Schicke ein Portfolio mit. Zeig, was du kannst und was dich besonders interessiert. Eine Bewerbung ohne Portfolio ist in einem Job wo es um Gestaltung geht sinnlos (mehr zum Portfolio im nächsten Punkt).
Verzichte auf Zeugnisse. In unserer Branche sind Zeugnisse irrelevant. Was kümmert es mich, wie dich jemand in etwas von dem ich nicht weiß was es genau war, auf einer Skala von 1 bis 5 beurteilt hat? Was zählt sind dein persönliches Engagement und dein Portfolio. Und das kann nicht in einer Note ausgedrückt werden.
Erzähle, was du gerne lernen möchtest und was deine Erwartungen sind. Es hilft dich einzuschätzen und auch herauszufinden, ob eine Agentur dir diese Dinge bieten kann. Schließlich soll ein Praktikum für beide Seiten erfüllend sein.
Sag für welchen Zeitraum du dich bewirbst. Banal aber eine wichtige Rahmenbedingung an der es oft scheitern kann. Erwähne welche Zeiträume für dich möglich wären bzw. wo du flexibel bist.
Halte dich kurz. Natürlich kann man viel erzählen, aber gerade beim Erstkontakt per Mail sollte man sich auf das Wesentliche konzentrieren. Je kürzer desto höher ist die Wahrscheinlichkeit, dass deine Mail schneller beantwortet wird.

§ ANFORDERUNG 1: Gib aus den Bewerbungstipps den Teil unverändert wieder, der mit den Worten „Sag für welchen“ beginnt und mit „schneller beantwortet wird.“ endet.
§ ANFORDERUNG 2: Überführe nur den Abschnitt der Datensätze, der mit der Zeile beginnt, die „Category: jersey armhole“ enthält, und mit der Zeile endet, die „left=159, top=39, right=169, bottom=48“ enthält, in eine CSV mit den Spalten „anweisung“ und „antwort“. Jede Anweisung erhält eine eigene Zeile, beide Felder stehen in Anführungszeichen und Zeilenumbrüche werden durch Leerzeichen ersetzt.

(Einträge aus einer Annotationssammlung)
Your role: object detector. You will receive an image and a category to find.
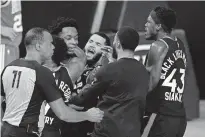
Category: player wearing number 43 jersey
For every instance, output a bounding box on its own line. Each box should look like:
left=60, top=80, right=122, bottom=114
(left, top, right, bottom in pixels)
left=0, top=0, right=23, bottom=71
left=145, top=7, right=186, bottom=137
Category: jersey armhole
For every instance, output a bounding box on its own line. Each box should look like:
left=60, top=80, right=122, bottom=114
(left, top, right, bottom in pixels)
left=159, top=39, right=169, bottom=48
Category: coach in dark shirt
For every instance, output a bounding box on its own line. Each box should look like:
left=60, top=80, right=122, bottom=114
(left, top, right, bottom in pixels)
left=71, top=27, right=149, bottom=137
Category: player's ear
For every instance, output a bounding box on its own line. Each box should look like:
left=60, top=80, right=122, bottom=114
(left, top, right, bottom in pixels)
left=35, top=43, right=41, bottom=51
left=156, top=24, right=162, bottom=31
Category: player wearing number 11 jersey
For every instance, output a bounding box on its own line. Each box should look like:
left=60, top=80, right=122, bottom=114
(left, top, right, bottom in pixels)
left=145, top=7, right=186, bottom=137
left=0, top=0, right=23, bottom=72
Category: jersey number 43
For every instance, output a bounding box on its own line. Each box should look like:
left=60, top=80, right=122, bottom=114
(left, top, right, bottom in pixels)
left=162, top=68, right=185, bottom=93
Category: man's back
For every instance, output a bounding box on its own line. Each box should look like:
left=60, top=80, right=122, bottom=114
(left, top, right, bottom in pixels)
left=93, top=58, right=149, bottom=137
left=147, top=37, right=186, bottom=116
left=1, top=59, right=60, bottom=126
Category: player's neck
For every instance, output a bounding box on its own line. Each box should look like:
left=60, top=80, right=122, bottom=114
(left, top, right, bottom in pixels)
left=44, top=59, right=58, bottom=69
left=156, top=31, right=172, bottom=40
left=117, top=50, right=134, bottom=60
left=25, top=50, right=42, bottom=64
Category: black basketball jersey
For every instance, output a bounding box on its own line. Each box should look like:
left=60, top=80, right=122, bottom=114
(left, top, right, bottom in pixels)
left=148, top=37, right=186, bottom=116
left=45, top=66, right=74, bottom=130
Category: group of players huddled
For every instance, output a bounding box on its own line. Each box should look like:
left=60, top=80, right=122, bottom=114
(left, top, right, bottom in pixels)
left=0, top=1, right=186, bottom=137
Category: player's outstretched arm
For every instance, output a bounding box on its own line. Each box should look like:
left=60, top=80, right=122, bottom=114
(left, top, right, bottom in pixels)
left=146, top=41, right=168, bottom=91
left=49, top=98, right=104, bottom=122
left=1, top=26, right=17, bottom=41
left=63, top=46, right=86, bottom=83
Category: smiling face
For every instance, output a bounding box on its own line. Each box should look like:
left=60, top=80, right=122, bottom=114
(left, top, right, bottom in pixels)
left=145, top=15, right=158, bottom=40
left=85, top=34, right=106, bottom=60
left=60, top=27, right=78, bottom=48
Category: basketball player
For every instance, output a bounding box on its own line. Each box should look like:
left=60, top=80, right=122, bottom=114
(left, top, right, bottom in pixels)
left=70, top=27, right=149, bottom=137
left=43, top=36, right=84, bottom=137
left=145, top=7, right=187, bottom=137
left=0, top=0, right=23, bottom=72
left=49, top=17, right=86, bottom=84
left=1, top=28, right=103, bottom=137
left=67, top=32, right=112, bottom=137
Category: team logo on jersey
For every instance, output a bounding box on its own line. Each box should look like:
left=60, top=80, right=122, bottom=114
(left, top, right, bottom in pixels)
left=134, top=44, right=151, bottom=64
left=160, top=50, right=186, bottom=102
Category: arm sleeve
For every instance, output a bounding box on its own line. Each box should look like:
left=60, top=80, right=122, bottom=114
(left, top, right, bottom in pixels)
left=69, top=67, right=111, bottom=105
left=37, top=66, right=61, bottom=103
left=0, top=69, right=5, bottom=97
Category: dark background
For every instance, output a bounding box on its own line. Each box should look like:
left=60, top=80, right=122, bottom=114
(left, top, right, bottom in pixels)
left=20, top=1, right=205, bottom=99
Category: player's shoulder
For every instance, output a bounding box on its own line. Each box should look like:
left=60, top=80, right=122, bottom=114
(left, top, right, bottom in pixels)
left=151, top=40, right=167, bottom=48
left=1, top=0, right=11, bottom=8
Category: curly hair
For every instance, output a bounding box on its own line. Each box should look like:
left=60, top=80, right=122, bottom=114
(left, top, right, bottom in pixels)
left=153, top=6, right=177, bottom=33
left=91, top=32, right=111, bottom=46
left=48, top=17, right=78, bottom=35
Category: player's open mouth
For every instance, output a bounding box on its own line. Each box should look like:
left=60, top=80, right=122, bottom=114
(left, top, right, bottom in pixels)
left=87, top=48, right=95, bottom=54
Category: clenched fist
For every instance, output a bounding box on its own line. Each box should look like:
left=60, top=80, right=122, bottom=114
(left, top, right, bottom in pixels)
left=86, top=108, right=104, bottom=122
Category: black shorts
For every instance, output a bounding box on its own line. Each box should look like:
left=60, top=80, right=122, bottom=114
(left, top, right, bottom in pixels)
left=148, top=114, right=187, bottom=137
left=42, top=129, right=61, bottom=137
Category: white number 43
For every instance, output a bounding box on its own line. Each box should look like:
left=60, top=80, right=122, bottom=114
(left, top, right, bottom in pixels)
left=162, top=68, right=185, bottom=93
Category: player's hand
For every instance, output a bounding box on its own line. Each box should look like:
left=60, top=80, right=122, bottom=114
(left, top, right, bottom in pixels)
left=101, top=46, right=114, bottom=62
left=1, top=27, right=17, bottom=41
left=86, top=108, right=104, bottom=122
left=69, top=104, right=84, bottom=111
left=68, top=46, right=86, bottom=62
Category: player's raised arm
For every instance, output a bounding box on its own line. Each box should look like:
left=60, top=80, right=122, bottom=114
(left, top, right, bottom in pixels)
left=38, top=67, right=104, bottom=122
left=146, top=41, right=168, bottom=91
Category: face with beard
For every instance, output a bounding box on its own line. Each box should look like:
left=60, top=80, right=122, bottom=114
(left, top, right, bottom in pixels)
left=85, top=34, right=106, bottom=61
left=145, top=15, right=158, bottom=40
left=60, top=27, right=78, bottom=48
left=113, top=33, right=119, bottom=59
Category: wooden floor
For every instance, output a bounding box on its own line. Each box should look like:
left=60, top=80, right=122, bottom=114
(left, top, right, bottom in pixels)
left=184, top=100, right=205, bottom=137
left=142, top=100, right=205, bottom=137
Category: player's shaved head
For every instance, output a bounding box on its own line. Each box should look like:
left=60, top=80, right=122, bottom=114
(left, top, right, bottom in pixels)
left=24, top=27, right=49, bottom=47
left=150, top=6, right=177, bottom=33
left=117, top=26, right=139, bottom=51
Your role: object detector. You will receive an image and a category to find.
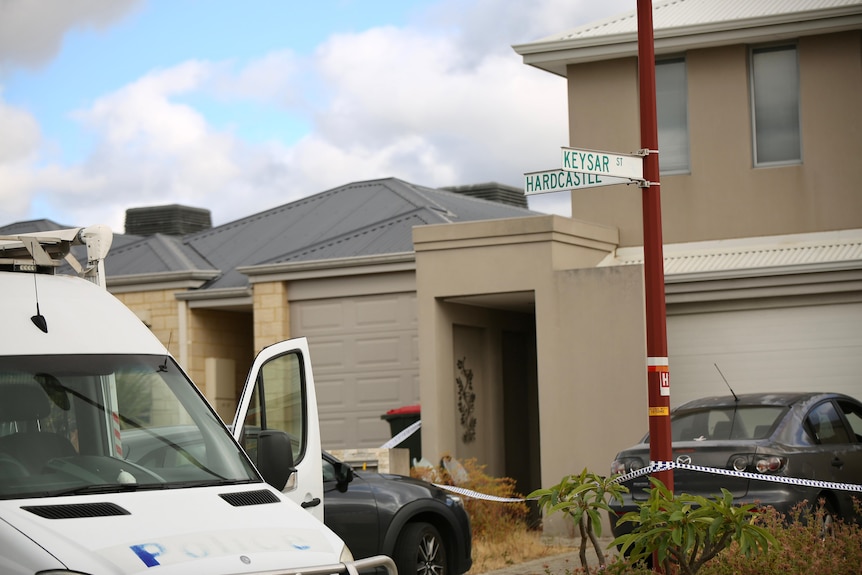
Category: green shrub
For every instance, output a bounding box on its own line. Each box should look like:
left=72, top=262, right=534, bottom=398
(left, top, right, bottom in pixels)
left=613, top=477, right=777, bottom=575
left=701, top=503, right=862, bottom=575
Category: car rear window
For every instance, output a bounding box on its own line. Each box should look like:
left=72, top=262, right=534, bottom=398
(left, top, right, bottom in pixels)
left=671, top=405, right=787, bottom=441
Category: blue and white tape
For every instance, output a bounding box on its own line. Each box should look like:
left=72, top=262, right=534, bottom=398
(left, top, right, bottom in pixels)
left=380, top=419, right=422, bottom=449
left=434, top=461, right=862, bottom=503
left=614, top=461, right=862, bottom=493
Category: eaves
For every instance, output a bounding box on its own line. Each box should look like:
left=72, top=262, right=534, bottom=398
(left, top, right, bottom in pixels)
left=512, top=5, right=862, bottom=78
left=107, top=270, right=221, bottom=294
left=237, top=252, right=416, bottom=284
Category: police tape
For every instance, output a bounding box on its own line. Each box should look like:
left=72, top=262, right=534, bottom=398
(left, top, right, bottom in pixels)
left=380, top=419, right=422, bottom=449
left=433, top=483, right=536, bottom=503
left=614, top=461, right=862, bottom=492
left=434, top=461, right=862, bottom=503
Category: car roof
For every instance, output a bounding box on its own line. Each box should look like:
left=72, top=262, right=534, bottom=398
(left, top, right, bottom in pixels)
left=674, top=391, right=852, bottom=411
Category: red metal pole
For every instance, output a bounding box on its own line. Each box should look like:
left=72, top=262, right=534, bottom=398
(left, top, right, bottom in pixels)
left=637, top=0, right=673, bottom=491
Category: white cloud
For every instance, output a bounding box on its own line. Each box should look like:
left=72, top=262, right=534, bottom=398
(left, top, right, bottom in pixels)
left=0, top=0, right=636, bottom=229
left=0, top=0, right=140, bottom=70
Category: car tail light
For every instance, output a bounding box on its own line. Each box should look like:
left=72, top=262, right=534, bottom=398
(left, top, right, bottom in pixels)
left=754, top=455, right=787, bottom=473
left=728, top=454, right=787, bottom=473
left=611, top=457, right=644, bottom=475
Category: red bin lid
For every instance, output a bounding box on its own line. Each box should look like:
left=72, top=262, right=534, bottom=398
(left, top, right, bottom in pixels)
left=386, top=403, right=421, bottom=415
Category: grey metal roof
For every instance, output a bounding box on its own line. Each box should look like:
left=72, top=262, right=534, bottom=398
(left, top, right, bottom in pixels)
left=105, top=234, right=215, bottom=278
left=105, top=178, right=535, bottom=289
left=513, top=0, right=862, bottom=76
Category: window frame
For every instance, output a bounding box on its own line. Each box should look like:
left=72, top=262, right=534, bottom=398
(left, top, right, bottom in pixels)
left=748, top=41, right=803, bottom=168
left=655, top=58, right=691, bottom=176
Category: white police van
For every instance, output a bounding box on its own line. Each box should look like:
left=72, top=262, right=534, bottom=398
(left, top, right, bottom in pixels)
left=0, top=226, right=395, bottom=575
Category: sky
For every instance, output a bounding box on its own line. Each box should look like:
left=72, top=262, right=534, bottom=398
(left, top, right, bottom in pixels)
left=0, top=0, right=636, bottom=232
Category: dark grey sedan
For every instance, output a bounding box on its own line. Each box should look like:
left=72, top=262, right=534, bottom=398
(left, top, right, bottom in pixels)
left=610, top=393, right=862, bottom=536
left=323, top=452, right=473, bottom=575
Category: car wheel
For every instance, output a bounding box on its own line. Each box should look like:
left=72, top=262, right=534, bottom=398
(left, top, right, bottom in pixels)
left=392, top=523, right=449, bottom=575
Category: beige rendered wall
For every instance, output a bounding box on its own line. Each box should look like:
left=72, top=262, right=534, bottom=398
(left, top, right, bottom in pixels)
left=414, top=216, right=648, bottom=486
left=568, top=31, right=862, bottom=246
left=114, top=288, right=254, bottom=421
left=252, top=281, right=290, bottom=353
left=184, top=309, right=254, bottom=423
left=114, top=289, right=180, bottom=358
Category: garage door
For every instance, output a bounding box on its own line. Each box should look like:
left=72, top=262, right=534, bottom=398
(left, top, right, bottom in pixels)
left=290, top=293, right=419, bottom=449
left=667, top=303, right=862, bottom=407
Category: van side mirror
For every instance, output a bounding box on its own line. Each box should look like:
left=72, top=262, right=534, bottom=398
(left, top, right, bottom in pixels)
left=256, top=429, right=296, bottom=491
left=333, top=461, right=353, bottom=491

§ VOLLSTÄNDIGE ANTWORT 1:
Sag für welchen Zeitraum du dich bewirbst. Banal aber eine wichtige Rahmenbedingung an der es oft scheitern kann. Erwähne welche Zeiträume für dich möglich wären bzw. wo du flexibel bist.
Halte dich kurz. Natürlich kann man viel erzählen, aber gerade beim Erstkontakt per Mail sollte man sich auf das Wesentliche konzentrieren. Je kürzer desto höher ist die Wahrscheinlichkeit, dass deine Mail schneller beantwortet wird.

§ VOLLSTÄNDIGE ANTWORT 2:
anweisung,antwort
"Category: jersey armhole For every instance, output a bounding box on its own line. Each box should look like: left=60, top=80, right=122, bottom=114 (left, top, right, bottom in pixels)","left=159, top=39, right=169, bottom=48"